## START Extracted text

News from Restore the Delta: The BDCP is NOT dead

“This is the way the world ends; not with a bang or a whimper, but with zombies breaking down the back door.”
― Amanda Hocking, Hollowland

Articles
BDCP is NOT dead
How MWD proposes to make this pencil out
How the Water Bond plays into this
Wringing more water out of the Delta
Reducing flow for the SF Bay-Delta estuary through publicly funded water transfers

BDCP is NOT dead

On September 23, the Metropolitan Water District of Southern California (MWD) got an update on the Bay Delta Conservation Plan (BDCP) from Department of Water Resources Director Mark Cowin, Delta Stewardship Council Chairman Randy Fiorini, and MWD’s own Bay-Delta Committee.

Cowin told MWD that DWR is making progress on three fronts:
(1) Resolving the final issues on terms of the BDCP proposal, especially details of adaptive management (who decides, who pays, who’s on the hook)
(2) scoping work necessary for a recirculated CEQA/NEPA document, primarily because of physical changes to the proposal (alignment of tunnels and facilities), but also addressing other public comments, including those by the U.S. Environmental Protection Agency (EPA)
(3) developing scope of work and organization for Section 7 consultation for federal agencies. (The Endangered Species Act (ESA) directs all Federal agencies to work to conserve endangered and threatened species and to use their authorities to further the purposes of the Act. Section 7 of the Act, called “Interagency Cooperation,” is the mechanism by which Federal agencies ensure the actions they take, including those they fund or authorize, do not jeopardize the existence of any listed species.)

## END Extracted text
## START Excerpted data

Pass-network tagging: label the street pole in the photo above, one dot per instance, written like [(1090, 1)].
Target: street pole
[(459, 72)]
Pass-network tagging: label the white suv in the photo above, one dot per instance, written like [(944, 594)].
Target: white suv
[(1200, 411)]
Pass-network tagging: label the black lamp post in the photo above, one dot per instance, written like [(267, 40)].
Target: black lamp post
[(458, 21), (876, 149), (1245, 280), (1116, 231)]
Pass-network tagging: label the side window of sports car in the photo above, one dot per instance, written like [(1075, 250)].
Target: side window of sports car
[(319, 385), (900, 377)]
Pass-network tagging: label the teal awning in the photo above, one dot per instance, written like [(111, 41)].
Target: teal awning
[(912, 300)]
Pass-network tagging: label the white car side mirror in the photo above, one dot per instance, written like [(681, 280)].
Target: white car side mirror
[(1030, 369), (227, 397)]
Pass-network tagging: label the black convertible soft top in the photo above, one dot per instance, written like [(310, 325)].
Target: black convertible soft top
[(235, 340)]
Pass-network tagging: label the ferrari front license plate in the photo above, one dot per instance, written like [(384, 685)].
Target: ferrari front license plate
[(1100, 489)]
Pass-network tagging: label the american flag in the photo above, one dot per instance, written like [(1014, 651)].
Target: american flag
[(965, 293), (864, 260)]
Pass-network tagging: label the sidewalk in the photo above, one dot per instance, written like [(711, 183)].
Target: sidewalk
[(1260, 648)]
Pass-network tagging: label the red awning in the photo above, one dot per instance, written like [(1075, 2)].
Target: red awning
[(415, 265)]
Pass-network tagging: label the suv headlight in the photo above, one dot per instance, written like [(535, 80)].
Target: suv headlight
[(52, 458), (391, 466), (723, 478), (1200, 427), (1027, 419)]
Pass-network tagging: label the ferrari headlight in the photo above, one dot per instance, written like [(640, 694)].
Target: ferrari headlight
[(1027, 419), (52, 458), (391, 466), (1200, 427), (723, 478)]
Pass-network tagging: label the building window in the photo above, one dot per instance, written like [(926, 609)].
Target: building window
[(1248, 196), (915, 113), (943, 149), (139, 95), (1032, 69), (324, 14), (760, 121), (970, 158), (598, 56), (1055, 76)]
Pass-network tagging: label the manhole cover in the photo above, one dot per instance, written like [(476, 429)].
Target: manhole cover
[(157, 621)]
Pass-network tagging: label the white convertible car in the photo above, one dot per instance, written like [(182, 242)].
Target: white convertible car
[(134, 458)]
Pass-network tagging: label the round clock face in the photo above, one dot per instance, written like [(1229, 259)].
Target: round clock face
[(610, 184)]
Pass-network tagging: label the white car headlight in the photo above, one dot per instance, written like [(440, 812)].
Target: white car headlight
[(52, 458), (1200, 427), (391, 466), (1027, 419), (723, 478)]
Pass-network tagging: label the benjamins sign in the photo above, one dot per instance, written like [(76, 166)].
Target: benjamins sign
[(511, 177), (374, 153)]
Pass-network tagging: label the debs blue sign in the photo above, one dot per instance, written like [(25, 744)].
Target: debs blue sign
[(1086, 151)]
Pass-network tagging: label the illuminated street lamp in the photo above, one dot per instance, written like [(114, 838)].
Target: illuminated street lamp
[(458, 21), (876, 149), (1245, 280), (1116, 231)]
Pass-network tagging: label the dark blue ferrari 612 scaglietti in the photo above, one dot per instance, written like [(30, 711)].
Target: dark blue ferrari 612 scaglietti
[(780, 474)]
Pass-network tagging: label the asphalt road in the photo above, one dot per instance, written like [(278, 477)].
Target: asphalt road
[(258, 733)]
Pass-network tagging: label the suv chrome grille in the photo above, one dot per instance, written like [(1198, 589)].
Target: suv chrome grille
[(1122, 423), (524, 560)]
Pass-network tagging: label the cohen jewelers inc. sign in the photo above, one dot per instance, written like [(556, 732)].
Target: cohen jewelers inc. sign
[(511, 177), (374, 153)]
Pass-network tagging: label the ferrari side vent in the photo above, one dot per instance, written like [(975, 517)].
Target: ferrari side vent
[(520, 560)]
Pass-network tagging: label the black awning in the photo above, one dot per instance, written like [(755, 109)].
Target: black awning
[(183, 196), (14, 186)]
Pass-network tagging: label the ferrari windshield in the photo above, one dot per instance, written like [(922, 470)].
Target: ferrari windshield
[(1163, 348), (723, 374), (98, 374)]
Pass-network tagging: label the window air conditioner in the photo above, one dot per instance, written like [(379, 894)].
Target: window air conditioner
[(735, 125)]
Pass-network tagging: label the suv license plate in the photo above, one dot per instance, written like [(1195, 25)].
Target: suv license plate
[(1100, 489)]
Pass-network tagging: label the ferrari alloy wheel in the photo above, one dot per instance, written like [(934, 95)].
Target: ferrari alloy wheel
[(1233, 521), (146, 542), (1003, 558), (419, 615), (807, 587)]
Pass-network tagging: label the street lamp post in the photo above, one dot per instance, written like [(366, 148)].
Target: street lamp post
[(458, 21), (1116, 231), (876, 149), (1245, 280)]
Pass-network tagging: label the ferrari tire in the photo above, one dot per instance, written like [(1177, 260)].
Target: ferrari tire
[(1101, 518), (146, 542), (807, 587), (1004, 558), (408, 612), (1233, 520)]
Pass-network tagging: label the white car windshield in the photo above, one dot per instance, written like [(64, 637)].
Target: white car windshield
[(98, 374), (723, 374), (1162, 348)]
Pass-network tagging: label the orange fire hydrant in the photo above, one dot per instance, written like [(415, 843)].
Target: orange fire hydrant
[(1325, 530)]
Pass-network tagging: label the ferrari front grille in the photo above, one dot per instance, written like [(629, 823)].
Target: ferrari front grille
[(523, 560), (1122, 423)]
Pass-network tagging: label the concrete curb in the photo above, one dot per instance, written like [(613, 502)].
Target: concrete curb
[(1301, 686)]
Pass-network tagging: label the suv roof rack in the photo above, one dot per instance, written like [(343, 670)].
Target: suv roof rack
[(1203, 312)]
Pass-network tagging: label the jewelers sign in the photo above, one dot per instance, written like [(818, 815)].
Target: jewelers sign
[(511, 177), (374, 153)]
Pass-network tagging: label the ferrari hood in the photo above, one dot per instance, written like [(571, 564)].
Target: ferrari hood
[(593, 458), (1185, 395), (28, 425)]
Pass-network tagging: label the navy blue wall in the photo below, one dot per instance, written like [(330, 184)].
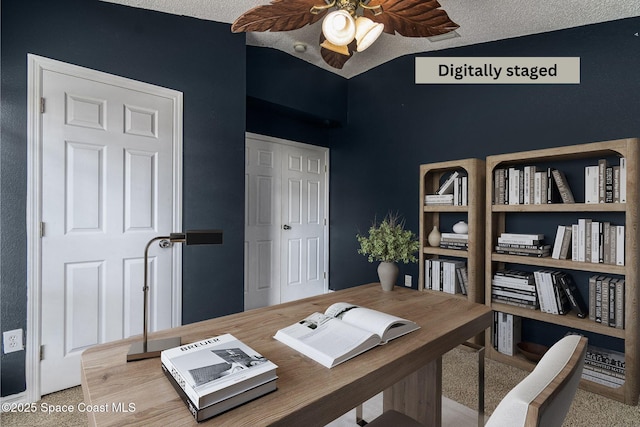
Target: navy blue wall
[(395, 126), (202, 59), (378, 134)]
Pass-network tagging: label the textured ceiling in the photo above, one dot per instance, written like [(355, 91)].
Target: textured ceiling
[(480, 21)]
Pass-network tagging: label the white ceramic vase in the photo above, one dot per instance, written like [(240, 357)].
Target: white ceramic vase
[(434, 237), (460, 227), (388, 275)]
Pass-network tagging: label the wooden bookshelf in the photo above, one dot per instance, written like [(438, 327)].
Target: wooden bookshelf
[(431, 176), (498, 216)]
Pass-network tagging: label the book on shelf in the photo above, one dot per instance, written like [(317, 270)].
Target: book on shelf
[(201, 414), (514, 288), (521, 239), (623, 180), (591, 184), (438, 199), (507, 332), (342, 332), (216, 369), (447, 185), (598, 242), (603, 164), (606, 183), (561, 182), (573, 294), (607, 300), (537, 253), (562, 242), (553, 298), (604, 366)]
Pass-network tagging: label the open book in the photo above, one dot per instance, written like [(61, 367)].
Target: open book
[(343, 331)]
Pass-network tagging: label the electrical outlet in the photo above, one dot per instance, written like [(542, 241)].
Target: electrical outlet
[(407, 280), (12, 341)]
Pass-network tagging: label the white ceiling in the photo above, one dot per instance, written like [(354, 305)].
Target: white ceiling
[(480, 21)]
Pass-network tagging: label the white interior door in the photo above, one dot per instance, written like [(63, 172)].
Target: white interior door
[(303, 223), (108, 176), (286, 221)]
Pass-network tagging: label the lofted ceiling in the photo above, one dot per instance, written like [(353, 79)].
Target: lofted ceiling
[(479, 20)]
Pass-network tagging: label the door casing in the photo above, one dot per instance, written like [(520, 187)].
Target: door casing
[(36, 65)]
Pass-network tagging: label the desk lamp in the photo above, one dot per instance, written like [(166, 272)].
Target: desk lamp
[(148, 349)]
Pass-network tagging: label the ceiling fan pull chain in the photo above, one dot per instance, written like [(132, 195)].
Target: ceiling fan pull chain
[(377, 9)]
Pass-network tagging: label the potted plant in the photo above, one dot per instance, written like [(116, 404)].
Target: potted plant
[(389, 243)]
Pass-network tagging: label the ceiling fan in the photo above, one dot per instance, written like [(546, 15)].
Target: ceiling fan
[(354, 24)]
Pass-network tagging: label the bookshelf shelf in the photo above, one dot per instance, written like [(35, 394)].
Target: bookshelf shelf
[(431, 177), (500, 217)]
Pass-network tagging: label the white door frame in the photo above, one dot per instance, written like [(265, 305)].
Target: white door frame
[(36, 66), (326, 193)]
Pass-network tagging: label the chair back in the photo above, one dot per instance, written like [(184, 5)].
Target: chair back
[(544, 397)]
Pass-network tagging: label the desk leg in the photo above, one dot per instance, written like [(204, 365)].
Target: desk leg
[(419, 395)]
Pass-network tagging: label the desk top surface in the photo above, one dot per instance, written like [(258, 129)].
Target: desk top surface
[(308, 393)]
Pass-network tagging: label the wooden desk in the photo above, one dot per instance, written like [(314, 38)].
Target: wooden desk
[(408, 369)]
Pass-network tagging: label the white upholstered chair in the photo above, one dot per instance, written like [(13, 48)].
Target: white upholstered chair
[(543, 398)]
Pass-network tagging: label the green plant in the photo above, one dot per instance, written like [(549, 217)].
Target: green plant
[(389, 241)]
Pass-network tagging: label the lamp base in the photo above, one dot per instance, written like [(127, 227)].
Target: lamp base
[(154, 347)]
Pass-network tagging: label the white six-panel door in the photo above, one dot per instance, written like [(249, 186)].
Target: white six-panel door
[(107, 189), (286, 221)]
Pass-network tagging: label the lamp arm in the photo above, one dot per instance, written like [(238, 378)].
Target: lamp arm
[(145, 290)]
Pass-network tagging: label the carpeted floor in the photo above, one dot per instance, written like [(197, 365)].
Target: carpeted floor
[(459, 384)]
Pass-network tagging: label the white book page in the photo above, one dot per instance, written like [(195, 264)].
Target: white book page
[(373, 321), (326, 335)]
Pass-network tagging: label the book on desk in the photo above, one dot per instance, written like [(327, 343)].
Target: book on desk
[(214, 375), (343, 331)]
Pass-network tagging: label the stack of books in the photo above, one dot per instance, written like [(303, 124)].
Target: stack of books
[(217, 374), (597, 242), (606, 300), (516, 288), (531, 185), (606, 183), (553, 298), (455, 241), (446, 275), (523, 245), (604, 366)]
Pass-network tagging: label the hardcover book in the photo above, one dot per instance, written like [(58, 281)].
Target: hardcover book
[(213, 370), (201, 414), (343, 331)]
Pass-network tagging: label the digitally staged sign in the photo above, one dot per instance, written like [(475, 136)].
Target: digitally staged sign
[(498, 70)]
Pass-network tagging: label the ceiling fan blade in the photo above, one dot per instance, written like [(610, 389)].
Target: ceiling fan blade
[(412, 18), (280, 15)]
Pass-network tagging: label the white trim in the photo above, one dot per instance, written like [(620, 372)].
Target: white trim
[(281, 141), (36, 66)]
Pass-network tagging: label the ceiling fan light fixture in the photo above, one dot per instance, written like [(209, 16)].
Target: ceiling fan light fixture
[(339, 27), (367, 32), (342, 50)]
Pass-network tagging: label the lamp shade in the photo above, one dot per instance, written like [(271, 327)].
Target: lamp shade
[(339, 27), (367, 32), (197, 237)]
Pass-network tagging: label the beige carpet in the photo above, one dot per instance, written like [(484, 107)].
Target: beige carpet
[(459, 384)]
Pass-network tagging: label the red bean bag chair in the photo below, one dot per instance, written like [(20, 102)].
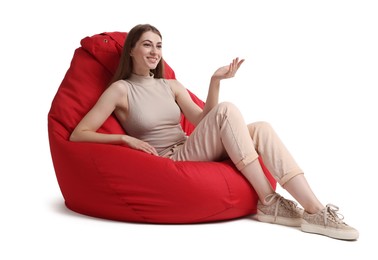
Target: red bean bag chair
[(119, 183)]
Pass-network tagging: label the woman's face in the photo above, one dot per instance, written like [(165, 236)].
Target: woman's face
[(147, 53)]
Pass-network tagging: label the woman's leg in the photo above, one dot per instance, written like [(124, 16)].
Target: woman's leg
[(223, 133), (316, 218), (282, 165)]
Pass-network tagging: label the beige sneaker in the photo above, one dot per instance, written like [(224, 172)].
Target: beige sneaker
[(279, 211), (329, 223)]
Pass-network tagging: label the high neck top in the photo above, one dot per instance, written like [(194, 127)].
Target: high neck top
[(153, 114), (142, 80)]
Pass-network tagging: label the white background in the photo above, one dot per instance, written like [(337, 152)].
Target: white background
[(310, 70)]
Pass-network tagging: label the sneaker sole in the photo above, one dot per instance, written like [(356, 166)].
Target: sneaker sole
[(330, 232), (291, 222)]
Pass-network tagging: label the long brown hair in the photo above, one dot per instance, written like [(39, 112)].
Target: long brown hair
[(125, 66)]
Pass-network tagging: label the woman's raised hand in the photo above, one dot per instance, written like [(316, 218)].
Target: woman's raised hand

## END Excerpted data

Your task:
Write what comes next in the Restore the Delta newsletter on the Bay Delta Conservation Plan, starting right after its final sentence.

Written answer:
Cowin said that DWR was surprised by the content and tone of EPA’s comments, which were very critical of BDCP. He admitted that those comments were a blow to the momentum of the BDCP process.

For some reason, the EPA thought that the water contractors intend to operate the projects in violation of water quality law. Now, why would they think that? Cowin said the misunderstanding comes from an analysis that is based on a monthly time step model that doesn’t account for daily actions. So even though the water contractors have promised not to violate water quality standards, the modeling shows that they would. Cowin said it is necessary to get into the appendices to fully understand the approach. He promised additional clarifying analysis for the recirculation of BDCP.

(It doesn’t surprise us that the BDCP modeling doesn’t support the water contractors’ assertions or that the appendices and the main body of the analysis don’t agree with each other. That’s the kind of planning and environmental documents DWR produced.)

The Delta Stewardship Council’s Randy Fiorini told MWD that the Council’s review of BDCP was very positive. The Council just had some comments on the need to expand discussion of adaptive management. Discussion . . . yes. When it comes to adaptive management, discussion is all we ever get. Managing the system to benefit species and habitat is all in the future, as current operations, managed most of the time for maximum water deliveries, wreak their ongoing havoc.

How MWD proposes to make this pencil out

Of particular interest in the MWD update was the discussion of the status of BDCP cost allocations. Here’s a link to the Bay-Delta Committee’s presentation.

To understand what is going on with the discussion of allocation methods, it is helpful to understand the concept of Table A water. All contracts signed by State Water Project (SWP) contractors in the 1960s included a schedule of the amount of water each contractor could expect to have delivered annually, increasing gradually until the SWP was fully developed for a “maximum project yield.” Each contractor’s annual amount is called its “Table A” amount.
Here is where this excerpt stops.